═══ Tekst źródłowy

Mam podobny problem - zastosowałem zasuwę burzową na wyjściu z kanalizacji. Są różne od tanich plastikowych do drogich z elektrycznym sterowaniem. Jedno ważne - zasuwa musi być odporna na zjedzenie przez szczury - u mnie wymieniłem na aluminiową bo plastik szczury "wciągają" w ciągu paru tygodni. Producent musi dać na to gwarancję.

----------


## Dominik!

Myślę, że zasuwa burzowa załatwi sprawę!
Ale z tymi szczurami to niezły numer, choć podejrzewam wcale nie jest Ci do śmiechu!!

----------


## kiwal

Mam problem. Co spadnie duzy deszcz zalewa mi piwnice.
Dom ma ok 30 lat i nie mam pojecia jak została wykonana instalacja.

Jak rozwiazac taki problem?

Słyszałem że sa jakieś zawory które działają tak iż przepuszczaja wode w jedna strone tylko. Sprawdzi sie cos takiego u mnie?
Jak to sie fachowo nazywa??

----------


## Sp5es

Z takiego zapytania nic nie wynika.
Przyczyn może być kilkanaście, każda zwalcza się inaczej.
Można napisać książkę.

Na początek radzę przejrzeć forum archiwum  i Muratory.

----------


## kiwal

Przyczyna pewnie jest taka ze kanalizacja podpieta jest pod deszczówke lub na odwrót.

----------


## 1950

popytaj o zasuwę burzową

----------


## kiwal

> popytaj o zasuwę burzową


Jakie sa tego ceny??

----------


## mirasito

Witam serdecznie
powyższy problem sprawił iż stałem się niniejszym kolejnym użytkownikiem tego Forum  :wink: 
W nowym domu posiadam wkopaną nieco, ok 40 cm piwnicę. Niestety wiosną pojawiło się w niej ok 3-4 cm wody. Teren nie jest wcale bagienny ale albo poziom pierwszej wody podskórnej jest płytko albo grunt nieprzepuszczalny i zatrzymuje wodę z roztopów.

══════
═══ Wpisy do ćwiczenia

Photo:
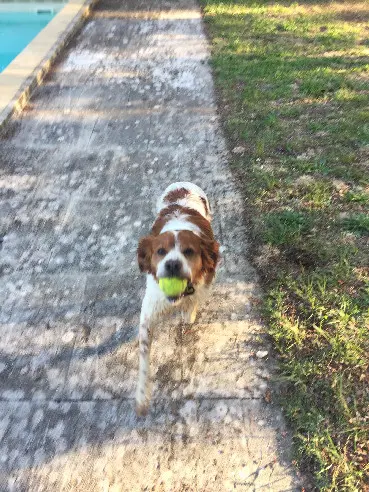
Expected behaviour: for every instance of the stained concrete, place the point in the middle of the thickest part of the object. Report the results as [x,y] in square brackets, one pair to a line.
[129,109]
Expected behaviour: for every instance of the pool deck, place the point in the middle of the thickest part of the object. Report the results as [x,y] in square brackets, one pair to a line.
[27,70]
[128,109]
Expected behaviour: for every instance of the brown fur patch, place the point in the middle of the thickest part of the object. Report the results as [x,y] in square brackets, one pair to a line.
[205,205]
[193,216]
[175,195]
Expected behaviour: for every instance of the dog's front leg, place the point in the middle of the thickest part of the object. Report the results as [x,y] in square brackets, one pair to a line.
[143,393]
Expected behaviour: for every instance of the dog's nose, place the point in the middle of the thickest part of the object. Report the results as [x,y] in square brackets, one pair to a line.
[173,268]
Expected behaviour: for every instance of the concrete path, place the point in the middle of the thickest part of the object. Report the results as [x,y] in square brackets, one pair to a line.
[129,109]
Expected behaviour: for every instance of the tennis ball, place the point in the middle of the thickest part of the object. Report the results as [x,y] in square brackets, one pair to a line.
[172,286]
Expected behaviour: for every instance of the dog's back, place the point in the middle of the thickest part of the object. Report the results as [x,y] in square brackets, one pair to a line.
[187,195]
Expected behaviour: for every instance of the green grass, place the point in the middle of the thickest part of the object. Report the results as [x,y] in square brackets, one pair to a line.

══════

■ Polecenia
1. Oceń, czy stwierdzenia (a), (b) i (c) zgadzają się z tekstem o zasuwie burzowej. Przy każdym odpowiedz „tak” lub „nie” i przytocz dosłownie rozstrzygające słowa tekstu: (a) W pierwszej wypowiedzi zasuwę wymieniono na aluminiową. (b) Dom z zalewaną piwnicą ma około 50 lat. (c) Teren opisany w ostatniej wypowiedzi jest bagienny.
2. We wpisach zamień „thickest” na „widest” w wierszach od tego z „Expected behaviour: for every instance of the dog's nose, place” aż do końca wpisów. Resztę zostaw bez zmian i podaj ponownie tylko te wiersze.

■ Rozwiązania
1.
(a) Tak: „u mnie wymieniłem na aluminiową”.
(b) Nie: „Dom ma ok 30 lat”.
(c) Nie: „Teren nie jest wcale bagienny”.

2.
Expected behaviour: for every instance of the dog's nose, place the point in the middle of the widest part of the object. Report the results as [x,y] in square brackets, one pair to a line.
[173,268]
Expected behaviour: for every instance of the concrete path, place the point in the middle of the widest part of the object. Report the results as [x,y] in square brackets, one pair to a line.
[129,109]
Expected behaviour: for every instance of the tennis ball, place the point in the middle of the widest part of the object. Report the results as [x,y] in square brackets, one pair to a line.
[172,286]
Expected behaviour: for every instance of the dog's back, place the point in the middle of the widest part of the object. Report the results as [x,y] in square brackets, one pair to a line.
[187,195]
Expected behaviour: for every instance of the green grass, place the point in the middle of the widest part of the object. Report the results as [x,y] in square brackets, one pair to a line.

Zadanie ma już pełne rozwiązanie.